Every entry below should be printed exactly, without its images.

· · · · · · ·

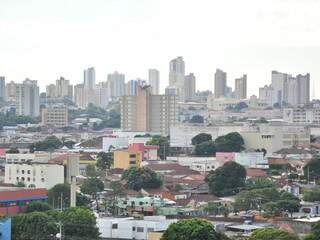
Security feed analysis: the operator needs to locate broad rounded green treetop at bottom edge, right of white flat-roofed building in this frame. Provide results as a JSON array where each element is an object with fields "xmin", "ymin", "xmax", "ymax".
[{"xmin": 161, "ymin": 219, "xmax": 228, "ymax": 240}]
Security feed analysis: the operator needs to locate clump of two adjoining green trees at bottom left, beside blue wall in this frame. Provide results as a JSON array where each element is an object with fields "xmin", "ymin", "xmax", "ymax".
[{"xmin": 12, "ymin": 208, "xmax": 99, "ymax": 240}]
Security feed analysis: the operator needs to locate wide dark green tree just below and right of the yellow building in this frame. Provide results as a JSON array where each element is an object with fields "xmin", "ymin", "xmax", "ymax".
[{"xmin": 122, "ymin": 167, "xmax": 162, "ymax": 191}]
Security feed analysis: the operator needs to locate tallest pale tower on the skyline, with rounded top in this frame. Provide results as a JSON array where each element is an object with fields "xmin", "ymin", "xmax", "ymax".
[{"xmin": 169, "ymin": 57, "xmax": 185, "ymax": 101}]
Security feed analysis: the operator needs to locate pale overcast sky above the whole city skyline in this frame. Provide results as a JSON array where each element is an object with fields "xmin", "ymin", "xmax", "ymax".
[{"xmin": 0, "ymin": 0, "xmax": 320, "ymax": 98}]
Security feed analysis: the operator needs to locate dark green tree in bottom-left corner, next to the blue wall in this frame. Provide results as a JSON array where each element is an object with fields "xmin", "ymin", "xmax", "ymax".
[{"xmin": 12, "ymin": 212, "xmax": 58, "ymax": 240}]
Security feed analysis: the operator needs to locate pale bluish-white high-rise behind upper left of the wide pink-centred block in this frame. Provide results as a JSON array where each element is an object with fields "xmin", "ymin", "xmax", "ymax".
[{"xmin": 108, "ymin": 71, "xmax": 125, "ymax": 98}]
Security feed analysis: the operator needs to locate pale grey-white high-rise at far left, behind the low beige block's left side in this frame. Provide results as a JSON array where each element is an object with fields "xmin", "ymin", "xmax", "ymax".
[{"xmin": 15, "ymin": 79, "xmax": 40, "ymax": 117}]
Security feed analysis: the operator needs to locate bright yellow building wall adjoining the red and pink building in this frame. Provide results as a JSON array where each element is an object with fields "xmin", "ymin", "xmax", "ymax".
[{"xmin": 113, "ymin": 150, "xmax": 142, "ymax": 169}]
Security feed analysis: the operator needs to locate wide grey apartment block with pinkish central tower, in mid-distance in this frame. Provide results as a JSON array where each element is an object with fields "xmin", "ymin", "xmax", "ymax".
[{"xmin": 120, "ymin": 86, "xmax": 178, "ymax": 134}]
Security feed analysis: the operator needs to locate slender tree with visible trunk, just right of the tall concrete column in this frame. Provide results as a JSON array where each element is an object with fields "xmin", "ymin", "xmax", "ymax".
[{"xmin": 80, "ymin": 177, "xmax": 104, "ymax": 211}]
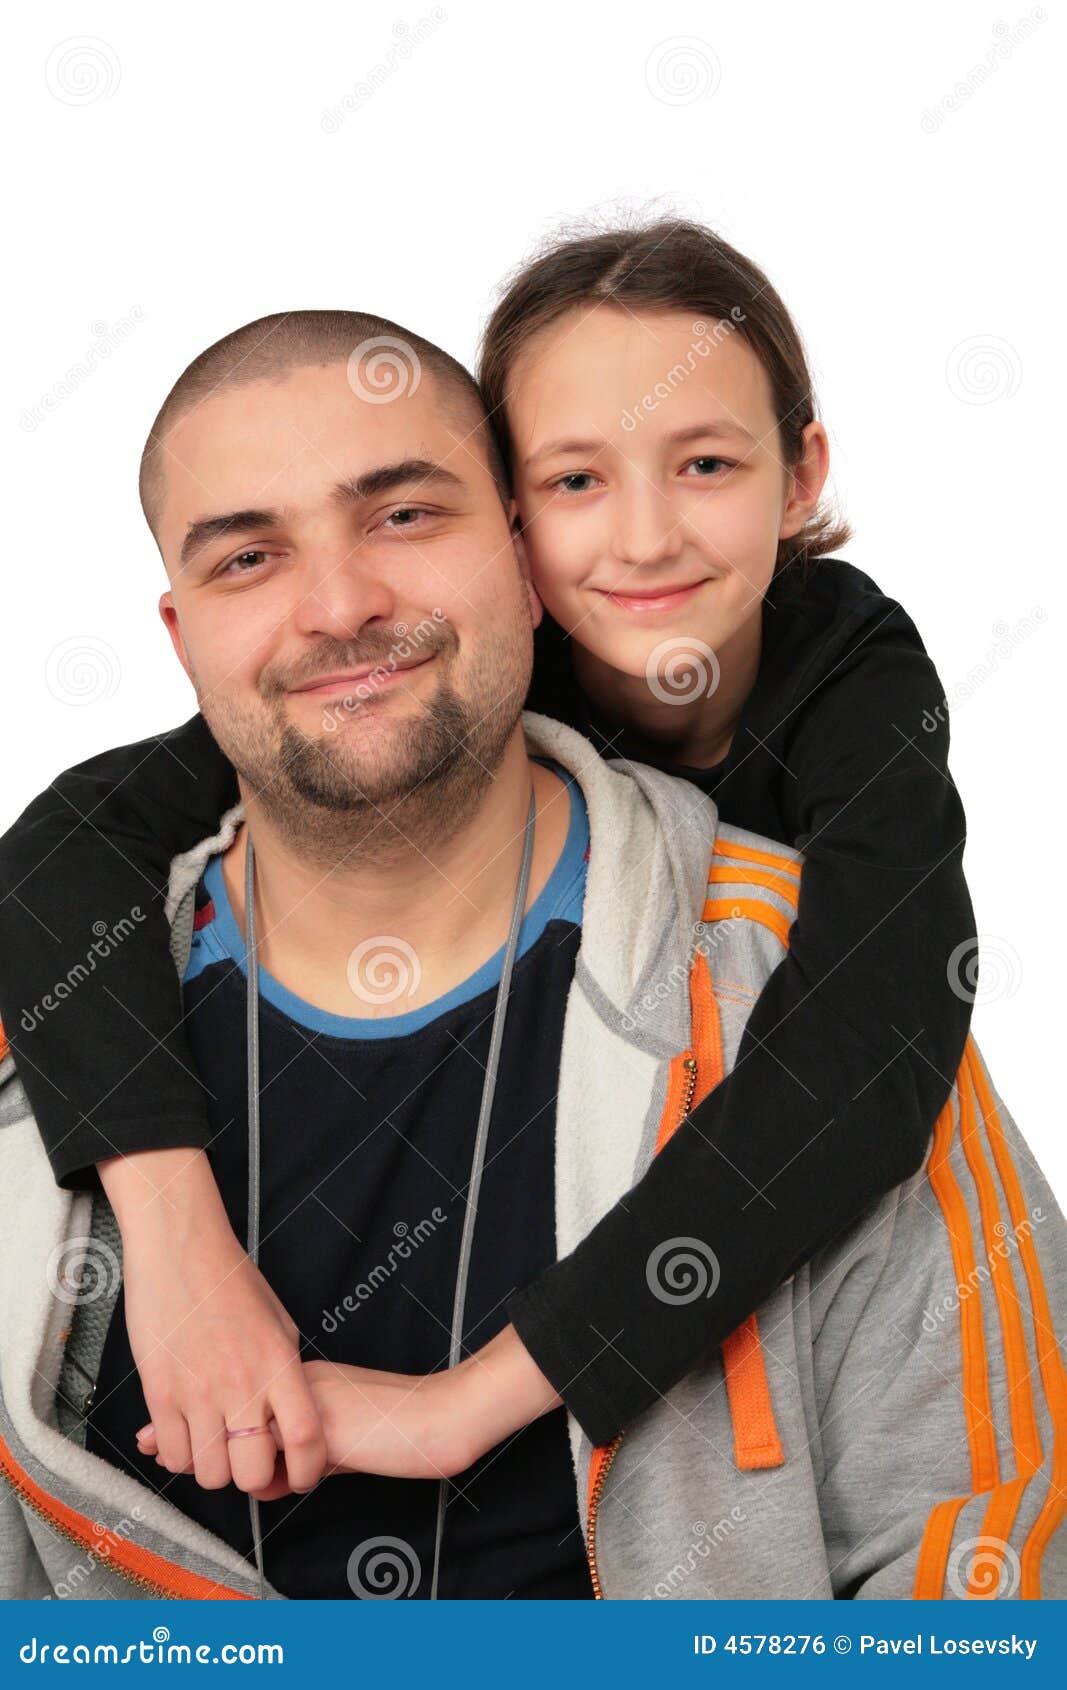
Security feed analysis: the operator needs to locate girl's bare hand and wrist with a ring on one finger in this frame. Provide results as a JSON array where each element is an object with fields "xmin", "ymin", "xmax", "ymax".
[{"xmin": 98, "ymin": 1148, "xmax": 326, "ymax": 1494}]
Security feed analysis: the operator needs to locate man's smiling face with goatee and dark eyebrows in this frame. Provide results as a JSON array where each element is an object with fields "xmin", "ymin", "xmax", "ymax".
[{"xmin": 159, "ymin": 362, "xmax": 539, "ymax": 828}]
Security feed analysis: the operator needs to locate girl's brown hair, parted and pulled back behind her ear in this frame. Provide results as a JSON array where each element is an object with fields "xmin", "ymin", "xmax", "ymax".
[{"xmin": 479, "ymin": 218, "xmax": 852, "ymax": 575}]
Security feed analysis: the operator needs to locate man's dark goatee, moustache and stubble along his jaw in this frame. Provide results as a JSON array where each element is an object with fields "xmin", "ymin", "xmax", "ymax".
[{"xmin": 198, "ymin": 624, "xmax": 531, "ymax": 867}]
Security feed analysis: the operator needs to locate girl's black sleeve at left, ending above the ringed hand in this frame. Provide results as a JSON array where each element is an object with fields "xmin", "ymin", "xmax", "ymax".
[{"xmin": 0, "ymin": 715, "xmax": 238, "ymax": 1190}]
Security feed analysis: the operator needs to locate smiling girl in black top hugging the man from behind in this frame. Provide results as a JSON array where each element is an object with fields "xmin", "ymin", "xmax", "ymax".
[{"xmin": 0, "ymin": 221, "xmax": 974, "ymax": 1493}]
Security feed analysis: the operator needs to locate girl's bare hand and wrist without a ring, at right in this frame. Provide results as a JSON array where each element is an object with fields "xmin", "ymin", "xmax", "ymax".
[{"xmin": 139, "ymin": 1327, "xmax": 561, "ymax": 1502}]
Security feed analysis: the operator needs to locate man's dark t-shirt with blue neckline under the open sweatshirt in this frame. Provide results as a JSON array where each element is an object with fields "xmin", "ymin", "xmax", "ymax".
[{"xmin": 88, "ymin": 771, "xmax": 592, "ymax": 1599}]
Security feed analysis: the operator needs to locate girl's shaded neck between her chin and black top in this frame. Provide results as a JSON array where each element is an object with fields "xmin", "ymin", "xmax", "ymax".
[{"xmin": 572, "ymin": 603, "xmax": 763, "ymax": 769}]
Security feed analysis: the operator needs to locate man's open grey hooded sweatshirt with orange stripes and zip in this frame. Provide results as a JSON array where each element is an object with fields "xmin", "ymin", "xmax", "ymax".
[{"xmin": 0, "ymin": 713, "xmax": 1067, "ymax": 1600}]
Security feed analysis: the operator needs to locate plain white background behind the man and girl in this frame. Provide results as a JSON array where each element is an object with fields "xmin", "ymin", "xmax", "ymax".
[{"xmin": 0, "ymin": 0, "xmax": 1067, "ymax": 1203}]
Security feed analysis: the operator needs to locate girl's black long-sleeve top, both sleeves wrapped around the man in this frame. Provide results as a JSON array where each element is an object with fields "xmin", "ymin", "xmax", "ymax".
[{"xmin": 0, "ymin": 559, "xmax": 976, "ymax": 1443}]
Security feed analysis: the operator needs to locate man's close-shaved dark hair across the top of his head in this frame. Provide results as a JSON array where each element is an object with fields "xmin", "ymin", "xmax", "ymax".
[{"xmin": 139, "ymin": 311, "xmax": 509, "ymax": 541}]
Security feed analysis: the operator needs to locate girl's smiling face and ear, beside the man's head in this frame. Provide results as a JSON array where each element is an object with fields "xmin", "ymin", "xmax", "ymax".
[{"xmin": 507, "ymin": 304, "xmax": 829, "ymax": 678}]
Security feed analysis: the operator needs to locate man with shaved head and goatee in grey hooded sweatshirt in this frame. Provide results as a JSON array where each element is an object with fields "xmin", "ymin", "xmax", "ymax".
[{"xmin": 0, "ymin": 313, "xmax": 1064, "ymax": 1597}]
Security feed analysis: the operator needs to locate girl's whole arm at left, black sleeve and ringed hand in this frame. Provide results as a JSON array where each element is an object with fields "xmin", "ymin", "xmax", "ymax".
[{"xmin": 0, "ymin": 717, "xmax": 325, "ymax": 1489}]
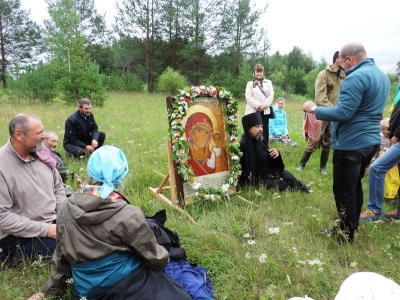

· · · · · · ·

» **Result of the task**:
Security feed analysis: the operator needs to locate broad rounded green treetop at bottom edge, right of white flat-roofed building in this frame. Provide results as a JSON array where each element is an object with fields "xmin", "ymin", "xmax", "ymax".
[{"xmin": 161, "ymin": 219, "xmax": 228, "ymax": 240}]
Security feed analysis: the operator needs to locate clump of two adjoining green trees at bottom left, beside blue wall in this frame. Provide results as a JSON array where each element is an object with fields "xmin", "ymin", "xmax", "ymax".
[{"xmin": 12, "ymin": 208, "xmax": 99, "ymax": 240}]
Security feed analysis: the operator needs to locate wide dark green tree just below and right of the yellow building in this frame. Provide results as a JSON array where each element is an object with fields "xmin", "ymin", "xmax", "ymax".
[{"xmin": 122, "ymin": 167, "xmax": 162, "ymax": 191}]
Security feed analysis: the operator needs to locate tallest pale tower on the skyline, with rounded top in this frame. Provide results as a JSON array where each element is an object with fields "xmin", "ymin", "xmax", "ymax".
[{"xmin": 169, "ymin": 57, "xmax": 185, "ymax": 101}]
Security feed analysis: the operator needs to locate pale overcast sky above the whole city skyline in this frame. Provide results as a JSON array where each element is an object with fields "xmin", "ymin", "xmax", "ymax".
[{"xmin": 0, "ymin": 0, "xmax": 320, "ymax": 98}]
Security feed analysis: the operator needs to locate dark green tree in bottom-left corner, next to the blue wall in this frame. Provide results as a JSON array where each element is an object with fields "xmin", "ymin", "xmax", "ymax".
[{"xmin": 12, "ymin": 212, "xmax": 58, "ymax": 240}]
Security feed analysis: the operator needs to locate pale bluish-white high-rise behind upper left of the wide pink-centred block in this frame. Provide results as a JSON array where each element is an object with fields "xmin", "ymin", "xmax", "ymax".
[{"xmin": 108, "ymin": 71, "xmax": 125, "ymax": 98}]
Security feed analysis: the operator needs to locate pale grey-white high-rise at far left, behind the low beige block's left side in this frame. Provide results as a JSON array where each element is an object with fields "xmin", "ymin", "xmax", "ymax".
[{"xmin": 15, "ymin": 79, "xmax": 40, "ymax": 117}]
Security feed analysis: the operator needs to locate bright yellow building wall adjoining the red and pink building in this frame. Provide results as a JSON array where each element is an object with fields "xmin", "ymin", "xmax", "ymax".
[{"xmin": 113, "ymin": 150, "xmax": 142, "ymax": 169}]
Security feed analysis: the operator needs to locate wide grey apartment block with pinkish central tower, in mid-distance in this frame. Provide results as a JSON array where each element is an object with fields "xmin", "ymin", "xmax", "ymax".
[{"xmin": 120, "ymin": 86, "xmax": 178, "ymax": 134}]
Security feed analysis: the operator needs to locate slender tree with visible trunk, just right of the tall concrete column in this frame. Provide results as a JSON array where each element is an object with fields "xmin", "ymin", "xmax", "ymax".
[{"xmin": 80, "ymin": 177, "xmax": 104, "ymax": 211}]
Security feed analysis: the operator needs to locate girl's bare hand and wrist with a ring on one finger in this frame. Provide results as a JSON array where each element is an object with fields "xmin", "ymin", "xmax", "ymax".
[{"xmin": 98, "ymin": 1148, "xmax": 326, "ymax": 1494}]
Security feed analysis: the operator needs to locate man's smiling face with goatee and dark eyebrows in this frame. Provide results as a JSON array where each element is an object with fields "xmin", "ymin", "xmax", "ymax".
[{"xmin": 159, "ymin": 362, "xmax": 539, "ymax": 828}]
Security feed analysis: the operator needs to locate girl's brown hair, parted and pulled back behind her ear in this frame. Provide results as a JSON array where each element is an object with fields "xmin", "ymin", "xmax", "ymax".
[{"xmin": 479, "ymin": 218, "xmax": 852, "ymax": 575}]
Security feed analysis: the operator needs to locate man's dark goatee, moustache and stubble along his jaw in this frame. Provide results as a JSON array where each element is an object with fields "xmin", "ymin", "xmax", "ymax".
[{"xmin": 198, "ymin": 624, "xmax": 531, "ymax": 867}]
Security feed analysis: the operator needs to locate girl's black sleeve at left, ending above the ringed hand in this frame. Provide results as a JSON array where each element is an object with fields "xmin", "ymin", "xmax", "ymax".
[{"xmin": 0, "ymin": 715, "xmax": 238, "ymax": 1190}]
Security feed analysis: the operator needs to locate smiling girl in black top hugging the man from behind in this frame. Provide results as a JSON array where each element is an object with fields "xmin", "ymin", "xmax", "ymax".
[{"xmin": 0, "ymin": 221, "xmax": 974, "ymax": 1493}]
Security feed analysis: the operator needs to locate girl's bare hand and wrist without a ring, at right in this frame. Provide results as a JSON array where each element is an object with fields "xmin", "ymin", "xmax", "ymax".
[{"xmin": 139, "ymin": 1327, "xmax": 561, "ymax": 1502}]
Security feed analysis: the operator needs to locate man's dark t-shirt with blue neckline under the open sweatshirt in this frame. Provide results as a JSON array where each element is an object with fields "xmin", "ymin", "xmax", "ymax".
[{"xmin": 88, "ymin": 771, "xmax": 592, "ymax": 1599}]
Security feed analysis: the operator needs to locate girl's shaded neck between her chin and black top in this frame. Provide results as a JSON array where each element is an object with fields "xmin", "ymin", "xmax", "ymax".
[{"xmin": 572, "ymin": 603, "xmax": 763, "ymax": 769}]
Security feed analysis: the operator needs to locate man's open grey hooded sweatshirt with orange stripes and zip in this frame. Provide results as a JSON array where each element is an object with fields "xmin", "ymin", "xmax", "ymax".
[{"xmin": 0, "ymin": 713, "xmax": 1067, "ymax": 1600}]
Security feed analysis: the operator needs to locate plain white background behind the man and girl in this frame. Provide results as a JSON array where each element is an object with fields "xmin", "ymin", "xmax", "ymax".
[{"xmin": 0, "ymin": 0, "xmax": 1067, "ymax": 1203}]
Security feed analysis: the operator needs to locate girl's black long-sleeve top, both sleeves wrapped around the man in this frame. Provide results as a JSON array where each element is an object with fields "xmin", "ymin", "xmax", "ymax".
[{"xmin": 0, "ymin": 559, "xmax": 976, "ymax": 1443}]
Security feed analysis: the operator needs to locate man's close-shaved dark hair across the top of his head in this frame. Provide results as a JSON array where each element is an object with fields "xmin", "ymin", "xmax", "ymax".
[{"xmin": 139, "ymin": 311, "xmax": 509, "ymax": 541}]
Security feed analysis: the operator needs to locate girl's smiling face and ear, beside the man's head in this frame. Provide results as a JSON array where each element is an object with fields "xmin", "ymin", "xmax", "ymax".
[{"xmin": 507, "ymin": 304, "xmax": 829, "ymax": 678}]
Security feed analysis: the operator needs to locate man with shaved head and goatee in grey hooded sweatshirt in this frame. Provide results as a JSON array where each element is an object with fields "xmin", "ymin", "xmax", "ymax".
[{"xmin": 0, "ymin": 313, "xmax": 1064, "ymax": 1597}]
Security feed analysis: the operator needs to locate girl's whole arm at left, black sleeve and ringed hand in this frame. Provide results as a JSON array where each element is an object with fields "xmin", "ymin", "xmax", "ymax".
[{"xmin": 0, "ymin": 717, "xmax": 325, "ymax": 1489}]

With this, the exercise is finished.